Task objective.
Only the lines below between the ones containing "spot the kitchen sink." and "spot the oven door window.", inclusive, are to be reproduced, each exactly as it stands.

*** Data for this exercise ***

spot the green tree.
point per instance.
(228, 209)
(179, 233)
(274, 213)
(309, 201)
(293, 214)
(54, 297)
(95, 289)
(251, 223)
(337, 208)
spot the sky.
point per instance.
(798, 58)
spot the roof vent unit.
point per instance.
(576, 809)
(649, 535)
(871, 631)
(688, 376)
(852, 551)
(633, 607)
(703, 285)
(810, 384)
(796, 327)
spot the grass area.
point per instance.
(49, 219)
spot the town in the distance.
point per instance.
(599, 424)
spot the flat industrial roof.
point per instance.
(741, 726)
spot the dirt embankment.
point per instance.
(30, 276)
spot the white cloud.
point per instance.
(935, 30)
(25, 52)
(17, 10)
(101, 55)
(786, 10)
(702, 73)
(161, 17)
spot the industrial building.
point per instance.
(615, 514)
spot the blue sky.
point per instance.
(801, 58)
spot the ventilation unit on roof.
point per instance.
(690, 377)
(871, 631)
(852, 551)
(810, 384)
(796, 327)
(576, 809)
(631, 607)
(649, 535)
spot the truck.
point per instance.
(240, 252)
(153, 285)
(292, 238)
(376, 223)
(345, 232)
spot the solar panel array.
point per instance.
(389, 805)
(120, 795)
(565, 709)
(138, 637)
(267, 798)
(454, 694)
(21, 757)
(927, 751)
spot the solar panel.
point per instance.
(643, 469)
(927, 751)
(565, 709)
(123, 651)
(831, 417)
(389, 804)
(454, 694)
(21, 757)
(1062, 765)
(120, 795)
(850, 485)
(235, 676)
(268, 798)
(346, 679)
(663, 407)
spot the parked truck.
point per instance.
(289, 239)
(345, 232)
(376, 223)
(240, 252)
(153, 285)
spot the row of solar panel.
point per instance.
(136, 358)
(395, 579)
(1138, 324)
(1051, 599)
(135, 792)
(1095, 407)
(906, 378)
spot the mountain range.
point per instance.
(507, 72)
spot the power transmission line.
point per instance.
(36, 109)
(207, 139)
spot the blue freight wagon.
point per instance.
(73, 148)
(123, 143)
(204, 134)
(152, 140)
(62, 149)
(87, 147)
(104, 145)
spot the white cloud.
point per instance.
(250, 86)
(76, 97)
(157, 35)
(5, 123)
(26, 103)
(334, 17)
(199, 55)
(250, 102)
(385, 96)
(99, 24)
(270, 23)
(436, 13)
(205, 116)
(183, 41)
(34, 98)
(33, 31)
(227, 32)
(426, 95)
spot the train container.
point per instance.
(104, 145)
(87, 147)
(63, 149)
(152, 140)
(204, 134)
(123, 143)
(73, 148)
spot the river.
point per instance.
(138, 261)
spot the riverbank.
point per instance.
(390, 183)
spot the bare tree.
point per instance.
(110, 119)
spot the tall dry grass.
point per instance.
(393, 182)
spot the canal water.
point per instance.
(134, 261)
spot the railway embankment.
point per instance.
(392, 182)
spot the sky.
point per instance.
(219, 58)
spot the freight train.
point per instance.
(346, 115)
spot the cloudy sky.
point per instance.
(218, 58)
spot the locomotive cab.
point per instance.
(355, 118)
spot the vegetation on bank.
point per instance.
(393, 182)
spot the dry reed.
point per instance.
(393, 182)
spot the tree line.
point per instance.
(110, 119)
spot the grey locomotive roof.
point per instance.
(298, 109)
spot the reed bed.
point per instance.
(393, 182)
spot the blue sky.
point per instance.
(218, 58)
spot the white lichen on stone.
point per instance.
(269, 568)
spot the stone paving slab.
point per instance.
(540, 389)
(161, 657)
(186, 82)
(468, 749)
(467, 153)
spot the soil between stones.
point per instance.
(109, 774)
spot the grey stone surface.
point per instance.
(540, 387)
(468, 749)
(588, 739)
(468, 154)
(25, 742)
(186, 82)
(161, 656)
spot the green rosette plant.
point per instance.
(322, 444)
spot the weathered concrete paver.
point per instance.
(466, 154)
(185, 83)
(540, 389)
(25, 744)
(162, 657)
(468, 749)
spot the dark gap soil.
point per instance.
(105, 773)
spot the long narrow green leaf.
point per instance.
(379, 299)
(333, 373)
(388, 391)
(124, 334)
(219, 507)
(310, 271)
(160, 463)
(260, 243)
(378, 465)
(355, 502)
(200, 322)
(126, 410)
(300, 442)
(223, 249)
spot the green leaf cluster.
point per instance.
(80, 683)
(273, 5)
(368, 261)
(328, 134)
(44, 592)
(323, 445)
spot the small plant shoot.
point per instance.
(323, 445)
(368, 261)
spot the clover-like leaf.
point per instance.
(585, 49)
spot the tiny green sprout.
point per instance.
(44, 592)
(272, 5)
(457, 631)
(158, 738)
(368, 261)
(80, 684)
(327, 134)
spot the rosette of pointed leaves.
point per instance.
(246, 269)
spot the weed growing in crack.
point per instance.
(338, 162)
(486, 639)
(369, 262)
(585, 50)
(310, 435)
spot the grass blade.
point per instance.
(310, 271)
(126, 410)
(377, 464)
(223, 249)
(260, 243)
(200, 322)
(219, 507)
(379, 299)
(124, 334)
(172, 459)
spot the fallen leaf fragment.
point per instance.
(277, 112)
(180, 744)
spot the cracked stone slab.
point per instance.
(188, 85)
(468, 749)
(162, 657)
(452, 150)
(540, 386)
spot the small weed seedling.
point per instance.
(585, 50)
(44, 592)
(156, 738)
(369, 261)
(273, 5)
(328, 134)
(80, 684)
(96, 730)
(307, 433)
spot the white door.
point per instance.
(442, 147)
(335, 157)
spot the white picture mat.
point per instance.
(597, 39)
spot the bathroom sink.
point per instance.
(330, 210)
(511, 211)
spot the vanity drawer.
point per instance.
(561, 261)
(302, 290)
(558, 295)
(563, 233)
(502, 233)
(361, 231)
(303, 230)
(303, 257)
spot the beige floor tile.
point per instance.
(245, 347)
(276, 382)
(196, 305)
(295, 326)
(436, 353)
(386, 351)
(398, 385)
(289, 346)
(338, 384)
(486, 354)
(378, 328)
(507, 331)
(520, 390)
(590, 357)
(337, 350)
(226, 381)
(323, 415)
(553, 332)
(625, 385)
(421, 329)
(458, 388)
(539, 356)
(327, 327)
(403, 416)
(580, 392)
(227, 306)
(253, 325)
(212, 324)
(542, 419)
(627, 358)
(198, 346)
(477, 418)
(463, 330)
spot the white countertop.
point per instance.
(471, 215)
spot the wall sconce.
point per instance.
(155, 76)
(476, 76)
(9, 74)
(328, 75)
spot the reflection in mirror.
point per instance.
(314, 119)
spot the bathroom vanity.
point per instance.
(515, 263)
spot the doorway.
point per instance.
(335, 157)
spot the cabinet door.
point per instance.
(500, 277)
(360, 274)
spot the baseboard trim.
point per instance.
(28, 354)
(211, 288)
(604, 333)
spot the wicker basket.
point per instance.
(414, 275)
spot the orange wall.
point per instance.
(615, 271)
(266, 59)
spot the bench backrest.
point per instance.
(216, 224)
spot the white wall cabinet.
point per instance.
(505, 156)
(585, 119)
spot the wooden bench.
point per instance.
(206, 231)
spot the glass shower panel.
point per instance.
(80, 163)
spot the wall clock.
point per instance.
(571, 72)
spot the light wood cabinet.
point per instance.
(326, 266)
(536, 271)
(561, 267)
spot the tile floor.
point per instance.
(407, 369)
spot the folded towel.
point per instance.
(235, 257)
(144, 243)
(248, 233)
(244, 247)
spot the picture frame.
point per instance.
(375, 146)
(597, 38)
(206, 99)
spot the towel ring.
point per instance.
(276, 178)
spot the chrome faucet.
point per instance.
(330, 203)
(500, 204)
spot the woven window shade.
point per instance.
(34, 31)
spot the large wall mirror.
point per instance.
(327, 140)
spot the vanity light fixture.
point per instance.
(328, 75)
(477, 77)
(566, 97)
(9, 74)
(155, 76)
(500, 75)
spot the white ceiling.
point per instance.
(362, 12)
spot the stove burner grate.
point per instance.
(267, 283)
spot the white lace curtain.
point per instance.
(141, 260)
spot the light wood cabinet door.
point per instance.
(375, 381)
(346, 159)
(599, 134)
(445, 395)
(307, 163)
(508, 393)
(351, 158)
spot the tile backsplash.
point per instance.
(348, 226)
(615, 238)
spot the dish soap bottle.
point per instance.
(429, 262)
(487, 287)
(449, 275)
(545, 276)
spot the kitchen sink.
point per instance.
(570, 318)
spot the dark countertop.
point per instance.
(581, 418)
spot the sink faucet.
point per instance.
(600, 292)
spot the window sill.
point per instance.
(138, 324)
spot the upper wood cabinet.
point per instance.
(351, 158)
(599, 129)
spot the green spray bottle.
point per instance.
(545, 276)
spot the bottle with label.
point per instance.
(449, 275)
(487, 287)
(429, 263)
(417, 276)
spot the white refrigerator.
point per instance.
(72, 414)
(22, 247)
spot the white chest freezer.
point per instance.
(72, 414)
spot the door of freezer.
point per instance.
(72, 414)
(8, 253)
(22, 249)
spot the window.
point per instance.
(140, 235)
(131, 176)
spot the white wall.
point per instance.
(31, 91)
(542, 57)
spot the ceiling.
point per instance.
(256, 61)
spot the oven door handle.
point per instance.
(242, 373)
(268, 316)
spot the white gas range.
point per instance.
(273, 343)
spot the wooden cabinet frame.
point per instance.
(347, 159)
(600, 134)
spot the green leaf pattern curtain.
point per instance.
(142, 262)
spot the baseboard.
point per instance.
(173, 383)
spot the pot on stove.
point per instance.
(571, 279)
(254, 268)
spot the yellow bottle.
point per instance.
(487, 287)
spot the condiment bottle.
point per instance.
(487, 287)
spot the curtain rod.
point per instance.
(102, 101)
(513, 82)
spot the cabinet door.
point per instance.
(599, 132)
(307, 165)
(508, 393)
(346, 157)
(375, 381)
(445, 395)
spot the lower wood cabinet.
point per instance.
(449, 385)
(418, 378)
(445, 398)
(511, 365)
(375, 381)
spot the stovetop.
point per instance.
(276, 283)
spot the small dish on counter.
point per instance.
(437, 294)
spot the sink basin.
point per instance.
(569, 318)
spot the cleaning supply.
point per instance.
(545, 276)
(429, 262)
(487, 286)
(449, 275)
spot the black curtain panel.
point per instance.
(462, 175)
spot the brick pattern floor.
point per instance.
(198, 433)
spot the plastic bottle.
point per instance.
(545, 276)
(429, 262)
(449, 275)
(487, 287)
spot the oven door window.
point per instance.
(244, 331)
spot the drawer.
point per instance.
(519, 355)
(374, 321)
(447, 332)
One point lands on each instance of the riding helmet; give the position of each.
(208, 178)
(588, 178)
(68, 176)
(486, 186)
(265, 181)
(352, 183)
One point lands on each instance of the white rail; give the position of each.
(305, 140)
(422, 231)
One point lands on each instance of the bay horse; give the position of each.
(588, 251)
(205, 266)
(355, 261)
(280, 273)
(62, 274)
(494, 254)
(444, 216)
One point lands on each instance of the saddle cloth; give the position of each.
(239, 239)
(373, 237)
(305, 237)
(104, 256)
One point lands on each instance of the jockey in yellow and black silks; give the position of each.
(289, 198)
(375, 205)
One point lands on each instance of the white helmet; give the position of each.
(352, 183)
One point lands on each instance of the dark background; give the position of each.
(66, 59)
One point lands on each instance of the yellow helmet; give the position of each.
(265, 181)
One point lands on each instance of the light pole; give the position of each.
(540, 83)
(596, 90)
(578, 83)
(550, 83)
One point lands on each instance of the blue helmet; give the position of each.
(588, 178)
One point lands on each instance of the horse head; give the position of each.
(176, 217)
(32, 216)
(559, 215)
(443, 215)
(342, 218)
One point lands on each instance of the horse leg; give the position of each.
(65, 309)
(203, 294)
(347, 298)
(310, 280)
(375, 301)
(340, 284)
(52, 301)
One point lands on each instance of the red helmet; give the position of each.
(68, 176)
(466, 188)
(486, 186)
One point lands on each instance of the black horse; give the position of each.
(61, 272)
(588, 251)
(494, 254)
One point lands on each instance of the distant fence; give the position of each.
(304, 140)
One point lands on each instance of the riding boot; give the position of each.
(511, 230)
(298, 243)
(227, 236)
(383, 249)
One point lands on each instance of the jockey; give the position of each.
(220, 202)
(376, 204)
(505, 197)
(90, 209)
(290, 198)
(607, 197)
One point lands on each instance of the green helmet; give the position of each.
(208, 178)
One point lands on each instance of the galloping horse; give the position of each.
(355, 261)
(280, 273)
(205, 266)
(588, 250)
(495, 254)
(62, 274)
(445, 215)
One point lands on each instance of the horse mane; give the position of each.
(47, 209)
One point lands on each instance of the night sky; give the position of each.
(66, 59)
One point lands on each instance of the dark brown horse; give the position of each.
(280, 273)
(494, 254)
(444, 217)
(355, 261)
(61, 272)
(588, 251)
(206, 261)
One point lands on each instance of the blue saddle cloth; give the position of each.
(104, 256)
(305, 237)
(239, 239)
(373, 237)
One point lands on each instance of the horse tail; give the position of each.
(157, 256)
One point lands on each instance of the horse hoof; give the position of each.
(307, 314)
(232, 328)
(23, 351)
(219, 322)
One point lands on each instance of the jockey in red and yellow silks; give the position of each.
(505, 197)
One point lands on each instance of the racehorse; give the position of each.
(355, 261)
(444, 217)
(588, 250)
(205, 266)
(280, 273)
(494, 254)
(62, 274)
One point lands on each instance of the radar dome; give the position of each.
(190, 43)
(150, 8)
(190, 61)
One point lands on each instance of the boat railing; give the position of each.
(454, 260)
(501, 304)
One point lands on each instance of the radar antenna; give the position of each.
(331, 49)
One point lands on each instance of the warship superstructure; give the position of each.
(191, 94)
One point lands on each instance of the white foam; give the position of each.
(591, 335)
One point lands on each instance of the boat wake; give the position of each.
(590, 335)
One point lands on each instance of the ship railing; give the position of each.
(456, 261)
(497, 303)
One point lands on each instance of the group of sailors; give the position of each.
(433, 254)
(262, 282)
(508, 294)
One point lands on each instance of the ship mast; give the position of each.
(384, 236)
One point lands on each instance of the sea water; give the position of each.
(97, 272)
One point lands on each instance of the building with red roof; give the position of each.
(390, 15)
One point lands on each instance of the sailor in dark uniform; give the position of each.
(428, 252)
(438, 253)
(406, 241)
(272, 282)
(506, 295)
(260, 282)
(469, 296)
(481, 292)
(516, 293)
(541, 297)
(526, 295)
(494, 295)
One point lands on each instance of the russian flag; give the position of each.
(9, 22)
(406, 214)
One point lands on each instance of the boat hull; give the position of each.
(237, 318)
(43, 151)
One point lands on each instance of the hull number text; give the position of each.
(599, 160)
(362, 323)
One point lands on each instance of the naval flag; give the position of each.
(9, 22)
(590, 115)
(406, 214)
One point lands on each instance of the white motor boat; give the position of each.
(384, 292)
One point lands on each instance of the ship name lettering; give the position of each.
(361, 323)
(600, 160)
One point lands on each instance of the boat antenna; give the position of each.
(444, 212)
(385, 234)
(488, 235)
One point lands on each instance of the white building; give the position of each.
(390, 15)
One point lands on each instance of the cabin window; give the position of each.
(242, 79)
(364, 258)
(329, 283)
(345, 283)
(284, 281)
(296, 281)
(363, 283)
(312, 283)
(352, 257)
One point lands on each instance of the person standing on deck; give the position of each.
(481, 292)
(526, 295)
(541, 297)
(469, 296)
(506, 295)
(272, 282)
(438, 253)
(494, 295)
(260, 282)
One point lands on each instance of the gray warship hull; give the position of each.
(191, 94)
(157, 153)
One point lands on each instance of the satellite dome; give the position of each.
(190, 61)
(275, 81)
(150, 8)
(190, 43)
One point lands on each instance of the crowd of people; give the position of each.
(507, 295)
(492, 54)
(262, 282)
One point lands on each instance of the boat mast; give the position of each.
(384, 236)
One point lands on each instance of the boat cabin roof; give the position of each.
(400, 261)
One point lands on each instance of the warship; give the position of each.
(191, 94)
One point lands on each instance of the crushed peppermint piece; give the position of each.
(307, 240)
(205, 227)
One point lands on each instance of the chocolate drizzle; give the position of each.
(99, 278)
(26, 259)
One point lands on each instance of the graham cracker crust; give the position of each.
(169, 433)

*** End of Data for this exercise ***

Response to this exercise.
spot the kitchen sink.
point per instance.
(570, 318)
spot the dark countertop.
point per instance.
(581, 418)
spot the sink faucet.
point per instance.
(600, 292)
spot the window sill.
point per instance.
(138, 324)
spot the upper wood cabinet.
point per instance.
(351, 158)
(599, 129)
spot the green spray bottle.
point per instance.
(545, 276)
spot the bottle with label.
point per instance.
(449, 275)
(487, 287)
(429, 263)
(417, 276)
spot the white refrigerator.
point per instance.
(72, 414)
(22, 247)
spot the white chest freezer.
point per instance.
(72, 414)
spot the door of freezer.
point per instance.
(72, 414)
(8, 253)
(22, 249)
spot the window.
point per instance.
(140, 235)
(131, 176)
spot the white wall.
point per instance.
(31, 91)
(542, 57)
spot the ceiling.
point per instance.
(256, 61)
spot the oven door handle.
point per instance.
(242, 373)
(268, 316)
spot the white gas range.
point per instance.
(273, 343)
spot the wooden cabinet frame.
point per instance.
(347, 159)
(600, 134)
spot the green leaf pattern curtain.
point per instance.
(142, 262)
spot the baseboard.
point per instance.
(173, 383)
spot the pot on stove.
point per instance.
(571, 279)
(254, 268)
spot the yellow bottle.
point per instance.
(487, 287)
spot the condiment bottle.
point per instance.
(487, 287)
spot the curtain rod.
point per instance.
(102, 101)
(513, 82)
spot the cabinet door.
point per instance.
(599, 132)
(307, 165)
(508, 393)
(346, 157)
(375, 381)
(445, 395)
spot the lower wood cabinet.
point per instance.
(449, 385)
(418, 378)
(445, 398)
(511, 365)
(375, 381)
spot the stovetop.
point per instance.
(276, 283)
spot the small dish on counter.
point per instance.
(437, 294)
spot the sink basin.
point per instance.
(569, 318)
spot the cleaning supply.
point per instance.
(545, 276)
(429, 262)
(487, 286)
(449, 275)
spot the black curtain panel.
point per instance.
(462, 175)
spot the brick pattern floor.
point per instance.
(198, 433)
spot the plastic bottle.
point per instance.
(545, 276)
(429, 262)
(449, 275)
(487, 287)
spot the oven door window.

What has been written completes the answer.